I've wondered on numerous occasions over the years about filling in that courtyard, but I'd already wriiten that section of story, and if the courtyard doesn't go there, I can't see how there could be one at all. Maybe I should fill in and rewrite.

Not disagreeing, just explaining my rationale, but although a wider, lower plan would be better for a real castle, this is a fantasy tower and I wanted a 'stone fang' effect.

Unfortunately, as you say, this leads to certain practical problems with layout, and feedback on that is part of what I was hoping to gain from showing it here.

I imagine the spiral stairs would get tiresome, OTOH real castles have lots of them, so maybe it's just something castle-dwellers accept as part of their environment? Any notions on that, guys?

I did check the width of the spirals - they're quite wide - I even placed a serving maid token on one of the middle floors, northwest stair, as a scale guide, so I think people could pass ok.
The drawing does lose something without Viewingdale's powerful zoom capability to see detail.

Good point about the main stair. I devised the transverse pattern before I'd really figured out where the lower level would lead to. Maybe that needs a re-think. I like the hidden stair idea.  :Smile: 

I briefly considered escape routes, but since the castle stands in the crater of an arctic volcano, I figured by the time the enemy is beating the gate down, they'd have the castle surrounded. And the queen herself could simply cast a spell and fly away.

Items from a data source
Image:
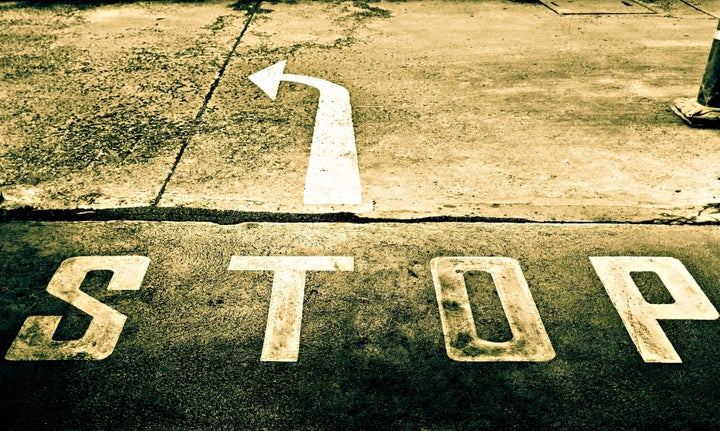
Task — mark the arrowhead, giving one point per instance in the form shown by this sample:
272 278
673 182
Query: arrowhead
269 78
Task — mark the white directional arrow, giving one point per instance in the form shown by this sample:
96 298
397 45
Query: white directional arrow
332 177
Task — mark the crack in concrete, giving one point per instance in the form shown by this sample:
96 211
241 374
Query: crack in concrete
251 14
231 217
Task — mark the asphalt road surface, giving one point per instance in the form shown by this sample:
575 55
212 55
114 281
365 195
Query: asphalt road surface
357 215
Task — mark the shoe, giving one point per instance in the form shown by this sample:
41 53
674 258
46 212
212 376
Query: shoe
695 114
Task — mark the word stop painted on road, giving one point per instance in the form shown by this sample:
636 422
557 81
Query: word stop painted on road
529 343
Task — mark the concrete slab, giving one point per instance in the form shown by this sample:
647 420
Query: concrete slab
95 102
480 108
710 7
593 7
372 353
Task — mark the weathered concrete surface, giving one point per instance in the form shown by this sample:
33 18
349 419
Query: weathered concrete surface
371 353
96 102
493 108
486 108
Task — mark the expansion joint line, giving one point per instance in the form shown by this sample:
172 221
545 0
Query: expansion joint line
698 9
206 101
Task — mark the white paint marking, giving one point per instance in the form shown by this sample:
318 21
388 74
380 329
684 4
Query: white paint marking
282 333
640 317
34 341
333 177
530 341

§ **Instructions**:
**1.** According to the forum post about the castle design, where does the castle stand?
**2.** Repeat the stretch of the forum post about the castle design from "Not disagreeing, just" through "a 'stone fang' effect.".

§ **Task solutions**:
**1.** In the crater of an arctic volcano.

**2.**
Not disagreeing, just explaining my rationale, but although a wider, lower plan would be better for a real castle, this is a fantasy tower and I wanted a 'stone fang' effect.